---------- ARTICLE ----------

The traditional flood-fill algorithm takes three parameters: a start node, a target color, and a replacement color. The algorithm looks for all nodes in the array that are connected to the start node by a path of the target color and changes them to the replacement color. For a boundary-fill, in place of the target color, a border color would be supplied.

In order to generalize the algorithm in the common way, the following descriptions will instead have two routines available. ^[3] One called Inside which returns true for unfilled points that, by their color, would be inside the filled area, and one called Set which fills a pixel/node. Any node that has Set called on it must then no longer be Inside.

Depending on whether we consider nodes touching at the corners connected or not, we have two variations: eight-way and four-way respectively.

The earliest-known, implicitly stack-based, recursive, four-way flood-fill implementation goes as follows:^[4][5][6][7]

Flood-fill (node): 1. If node is not Inside return. 2. Set the node 3. Perform Flood-fill one step to the south of node. 4. Perform Flood-fill one step to the north of node 5. Perform Flood-fill one step to the west of node 6. Perform Flood-fill one step to the east of node 7. Return. 

Though easy to understand, the implementation of the algorithm used above is impractical in languages and environments where stack space is severely constrained (e.g. Microcontrollers).

Moving the recursion into a data structure edit

Moving the recursion into a data structure (either a stack or a queue) prevents a stack overflow. It is similar to the simple recursive solution, except that instead of making recursive calls, it pushes the nodes onto a stack or queue for consumption, with the choice of data structure affecting the proliferation pattern:

Flood-fill (node): 1. Set Q to the empty queue or stack. 2. Add node to the end of Q. 3. While Q is not empty: 4. Set n equal to the first element of Q. 5. Remove first element from Q. 6. If n is Inside: Set the n Add the node to the west of n to the end of Q. Add the node to the east of n to the end of Q. Add the node to the north of n to the end of Q. Add the node to the south of n to the end of Q. 7. Continue looping until Q is exhausted. 8. Return. 

Further potential optimizations edit

• Check and set each node's pixel color before adding it to the stack/queue, reducing stack/queue size.

----------

LIST OF TASKS:
• 1. Revise the flood-fill article between "Depending on whether" and "constrained (e.g. Microcontrollers).", inclusive, so that "4-way" stands wherever "four-way" occurs.
• 2. Pick up the flood-fill article from its final sentence and write what comes next.
The lines after this point have no connection to the flood-fill article.

---------- RAW DATA ----------

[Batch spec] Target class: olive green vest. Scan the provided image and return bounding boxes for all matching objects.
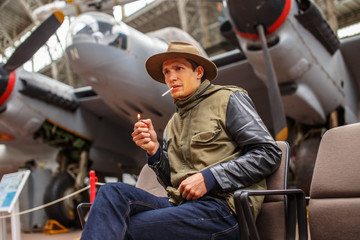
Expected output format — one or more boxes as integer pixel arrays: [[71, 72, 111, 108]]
[[166, 80, 266, 216]]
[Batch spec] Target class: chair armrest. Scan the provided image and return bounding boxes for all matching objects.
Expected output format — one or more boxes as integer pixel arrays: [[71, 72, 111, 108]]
[[234, 189, 308, 240], [76, 203, 92, 229]]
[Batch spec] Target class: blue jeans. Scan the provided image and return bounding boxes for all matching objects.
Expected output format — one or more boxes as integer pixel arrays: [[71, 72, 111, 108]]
[[81, 183, 239, 240]]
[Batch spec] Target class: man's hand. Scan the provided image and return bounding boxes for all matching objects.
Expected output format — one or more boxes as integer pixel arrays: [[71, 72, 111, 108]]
[[178, 173, 207, 200], [131, 119, 160, 156]]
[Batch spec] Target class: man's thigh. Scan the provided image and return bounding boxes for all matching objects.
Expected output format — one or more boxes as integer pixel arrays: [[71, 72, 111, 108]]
[[128, 197, 239, 240]]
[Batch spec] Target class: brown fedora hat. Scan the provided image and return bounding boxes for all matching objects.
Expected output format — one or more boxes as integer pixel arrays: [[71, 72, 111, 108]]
[[145, 42, 217, 83]]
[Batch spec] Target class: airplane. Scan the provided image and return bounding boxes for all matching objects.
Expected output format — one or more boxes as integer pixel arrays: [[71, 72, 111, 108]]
[[32, 0, 137, 21], [0, 0, 360, 229], [222, 0, 360, 194]]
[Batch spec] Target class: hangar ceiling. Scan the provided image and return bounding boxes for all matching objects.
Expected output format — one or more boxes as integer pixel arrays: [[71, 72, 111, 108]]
[[0, 0, 360, 86]]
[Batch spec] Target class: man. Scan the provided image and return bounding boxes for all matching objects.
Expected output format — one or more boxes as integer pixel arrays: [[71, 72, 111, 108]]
[[82, 42, 281, 240]]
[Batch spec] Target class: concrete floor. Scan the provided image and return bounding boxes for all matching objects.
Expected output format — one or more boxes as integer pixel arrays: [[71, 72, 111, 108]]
[[4, 219, 81, 240], [7, 229, 81, 240]]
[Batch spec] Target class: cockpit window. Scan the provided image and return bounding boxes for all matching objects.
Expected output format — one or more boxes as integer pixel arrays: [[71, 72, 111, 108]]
[[67, 13, 128, 50]]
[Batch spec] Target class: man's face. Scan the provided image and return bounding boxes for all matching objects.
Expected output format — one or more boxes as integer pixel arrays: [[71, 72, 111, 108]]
[[162, 58, 204, 99]]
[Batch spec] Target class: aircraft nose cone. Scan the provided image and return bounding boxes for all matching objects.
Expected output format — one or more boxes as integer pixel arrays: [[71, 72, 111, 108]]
[[227, 0, 291, 39], [0, 65, 15, 107]]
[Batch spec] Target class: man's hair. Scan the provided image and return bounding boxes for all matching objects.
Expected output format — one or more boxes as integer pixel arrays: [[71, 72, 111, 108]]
[[185, 58, 205, 82]]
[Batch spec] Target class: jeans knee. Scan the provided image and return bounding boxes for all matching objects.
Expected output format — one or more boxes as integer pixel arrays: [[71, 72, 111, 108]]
[[97, 182, 127, 197]]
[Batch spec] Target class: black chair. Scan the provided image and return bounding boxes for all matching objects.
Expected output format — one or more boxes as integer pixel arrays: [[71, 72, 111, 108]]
[[234, 141, 307, 240]]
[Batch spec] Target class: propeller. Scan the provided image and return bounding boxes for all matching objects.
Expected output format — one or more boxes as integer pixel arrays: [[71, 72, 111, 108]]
[[226, 0, 290, 141], [256, 25, 288, 141], [0, 11, 64, 106], [3, 11, 64, 72]]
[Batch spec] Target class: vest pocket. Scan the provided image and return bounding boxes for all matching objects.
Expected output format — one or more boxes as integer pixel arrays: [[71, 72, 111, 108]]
[[191, 128, 221, 144]]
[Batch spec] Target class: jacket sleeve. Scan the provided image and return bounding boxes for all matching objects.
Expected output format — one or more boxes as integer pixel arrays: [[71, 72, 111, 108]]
[[148, 131, 171, 188], [210, 91, 281, 192]]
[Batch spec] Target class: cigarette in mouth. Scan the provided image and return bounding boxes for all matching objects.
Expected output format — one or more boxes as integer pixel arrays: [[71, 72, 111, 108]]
[[161, 88, 173, 97]]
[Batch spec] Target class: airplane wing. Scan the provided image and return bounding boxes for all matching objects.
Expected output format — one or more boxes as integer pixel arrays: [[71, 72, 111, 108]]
[[211, 50, 274, 133], [340, 35, 360, 94]]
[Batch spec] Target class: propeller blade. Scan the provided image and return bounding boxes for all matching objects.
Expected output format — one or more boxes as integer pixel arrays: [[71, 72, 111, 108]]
[[257, 25, 288, 141], [3, 11, 64, 72]]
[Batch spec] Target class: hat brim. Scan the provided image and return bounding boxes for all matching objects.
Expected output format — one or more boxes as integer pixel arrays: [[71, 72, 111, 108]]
[[145, 52, 218, 83]]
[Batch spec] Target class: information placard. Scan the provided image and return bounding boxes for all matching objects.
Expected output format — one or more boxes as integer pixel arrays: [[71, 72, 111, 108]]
[[0, 170, 30, 213]]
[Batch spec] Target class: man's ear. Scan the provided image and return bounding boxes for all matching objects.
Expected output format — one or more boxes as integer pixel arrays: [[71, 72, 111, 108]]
[[195, 65, 204, 79]]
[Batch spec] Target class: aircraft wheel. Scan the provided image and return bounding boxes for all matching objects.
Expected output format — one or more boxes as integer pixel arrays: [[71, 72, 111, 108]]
[[44, 172, 89, 227], [295, 137, 320, 196]]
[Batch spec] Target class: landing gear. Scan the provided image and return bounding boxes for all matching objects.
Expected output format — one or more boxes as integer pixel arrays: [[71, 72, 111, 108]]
[[295, 137, 320, 196], [44, 172, 87, 227], [44, 151, 89, 227]]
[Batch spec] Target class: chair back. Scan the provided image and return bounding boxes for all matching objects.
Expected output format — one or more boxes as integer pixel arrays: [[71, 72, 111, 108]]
[[309, 123, 360, 240], [256, 141, 290, 239]]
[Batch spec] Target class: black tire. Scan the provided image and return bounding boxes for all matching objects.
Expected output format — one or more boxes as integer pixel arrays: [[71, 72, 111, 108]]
[[44, 172, 89, 227], [295, 137, 321, 196]]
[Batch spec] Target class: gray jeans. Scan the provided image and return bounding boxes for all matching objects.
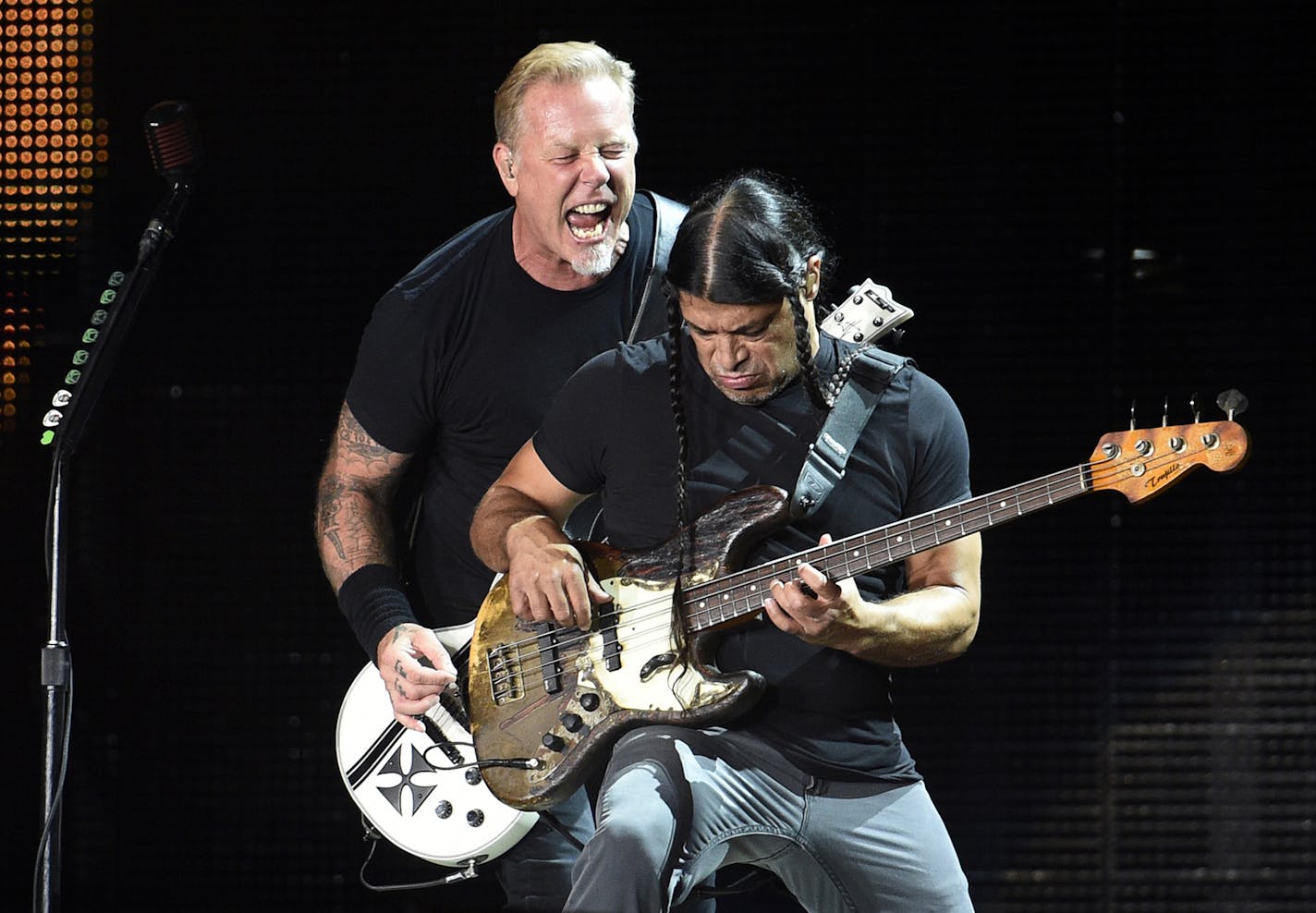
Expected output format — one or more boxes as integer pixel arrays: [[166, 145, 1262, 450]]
[[565, 726, 972, 913]]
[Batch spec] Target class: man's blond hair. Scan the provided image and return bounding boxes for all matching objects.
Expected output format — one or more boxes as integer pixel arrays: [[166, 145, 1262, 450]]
[[494, 41, 636, 149]]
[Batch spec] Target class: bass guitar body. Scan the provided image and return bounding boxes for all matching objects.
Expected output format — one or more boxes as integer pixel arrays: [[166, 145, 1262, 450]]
[[469, 487, 789, 810]]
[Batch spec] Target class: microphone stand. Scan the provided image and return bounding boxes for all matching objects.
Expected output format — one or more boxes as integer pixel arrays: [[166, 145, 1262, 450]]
[[34, 180, 190, 912]]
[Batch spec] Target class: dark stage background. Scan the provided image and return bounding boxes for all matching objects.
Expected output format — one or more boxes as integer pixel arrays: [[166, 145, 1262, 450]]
[[0, 0, 1316, 913]]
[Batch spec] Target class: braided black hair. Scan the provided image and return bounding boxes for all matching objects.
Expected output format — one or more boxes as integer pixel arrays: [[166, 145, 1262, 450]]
[[664, 170, 833, 637]]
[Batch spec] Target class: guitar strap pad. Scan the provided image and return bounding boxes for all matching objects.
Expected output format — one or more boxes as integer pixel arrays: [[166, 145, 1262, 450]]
[[565, 190, 688, 542], [627, 190, 688, 342], [791, 348, 913, 519]]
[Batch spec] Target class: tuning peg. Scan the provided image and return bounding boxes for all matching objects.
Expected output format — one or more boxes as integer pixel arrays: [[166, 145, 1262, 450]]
[[1216, 388, 1248, 421]]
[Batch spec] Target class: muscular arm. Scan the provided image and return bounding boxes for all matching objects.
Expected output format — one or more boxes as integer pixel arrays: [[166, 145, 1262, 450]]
[[316, 403, 410, 593], [471, 441, 608, 628], [316, 403, 457, 732], [764, 533, 981, 667]]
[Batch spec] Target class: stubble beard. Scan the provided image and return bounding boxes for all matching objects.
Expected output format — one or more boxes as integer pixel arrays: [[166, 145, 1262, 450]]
[[571, 238, 618, 279]]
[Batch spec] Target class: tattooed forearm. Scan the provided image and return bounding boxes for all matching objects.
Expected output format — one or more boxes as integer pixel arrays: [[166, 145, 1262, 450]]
[[316, 405, 409, 590]]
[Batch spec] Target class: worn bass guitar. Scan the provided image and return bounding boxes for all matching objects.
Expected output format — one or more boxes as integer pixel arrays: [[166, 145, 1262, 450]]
[[469, 420, 1248, 810]]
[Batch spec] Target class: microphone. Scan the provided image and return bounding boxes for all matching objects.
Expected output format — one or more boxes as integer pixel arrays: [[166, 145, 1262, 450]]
[[137, 100, 201, 264]]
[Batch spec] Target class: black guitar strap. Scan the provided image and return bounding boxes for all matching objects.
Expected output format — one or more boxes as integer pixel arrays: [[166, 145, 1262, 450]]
[[627, 190, 688, 342], [791, 348, 913, 519]]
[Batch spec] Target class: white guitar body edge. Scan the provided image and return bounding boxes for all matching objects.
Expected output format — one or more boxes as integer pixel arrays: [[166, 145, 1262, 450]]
[[335, 621, 540, 869]]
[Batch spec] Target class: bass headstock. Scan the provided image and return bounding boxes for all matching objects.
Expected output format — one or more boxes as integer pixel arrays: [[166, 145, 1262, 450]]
[[1089, 420, 1250, 503]]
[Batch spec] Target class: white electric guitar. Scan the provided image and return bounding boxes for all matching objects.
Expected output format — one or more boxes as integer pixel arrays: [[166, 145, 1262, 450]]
[[335, 621, 540, 869]]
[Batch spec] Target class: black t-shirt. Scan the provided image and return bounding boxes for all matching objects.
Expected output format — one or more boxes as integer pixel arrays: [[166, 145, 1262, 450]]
[[534, 335, 969, 782], [347, 193, 654, 627]]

----------

OUTPUTS:
• 1.
Depending on whether we consider nodes touching at the corners connected or not, we have two variations: eight-way and 4-way respectively.

The earliest-known, implicitly stack-based, recursive, 4-way flood-fill implementation goes as follows:^[4][5][6][7]

Flood-fill (node): 1. If node is not Inside return. 2. Set the node 3. Perform Flood-fill one step to the south of node. 4. Perform Flood-fill one step to the north of node 5. Perform Flood-fill one step to the west of node 6. Perform Flood-fill one step to the east of node 7. Return. 

Though easy to understand, the implementation of the algorithm used above is impractical in languages and environments where stack space is severely constrained (e.g. Microcontrollers).

• 2.
• Use a loop for the east/west directions, queuing pixels above/below as you go (making it similar to the span filling algorithms, below).
• Interleave two or more copies of the code with extra stacks/queues, to allow out-of-order processors more opportunity to parallelize.
• Use multiple threads (ideally with slightly different visiting orders, so they don't stay in the same area).^[6]

Advantages edit

• Very simple algorithm - easy to make bug-free.^[6]

Disadvantages edit

• Uses a lot of memory, particularly when using a stack.^[6]
• Tests most filled pixels a total of four times.
• Not suitable for pattern filling, as it requires pixel test results to change.
• Access pattern is not cache-friendly, for the queuing variant.
• Cannot easily optimize for multi-pixel words or bitplanes.^[2]

It's possible to optimize things further by working primarily with spans, a row with constant y. The first published complete example works on the following basic principle. ^[1]

1. Starting with a seed point, fill left and right. Keep track of the leftmost filled point lx and rightmost filled point rx. This defines the span.
2. Scan from lx to rx above and below the seed point, searching for new seed points to continue with.

As an optimisation, the scan algorithm does not need restart from every seed point, but only those at the start of the next span. Using a stack explores spans depth first, whilst a queue explores spans breadth first.

This algorithm is the most popular, for both citations and implementations ^{[citation needed]}, despite testing most filled pixels three times in total.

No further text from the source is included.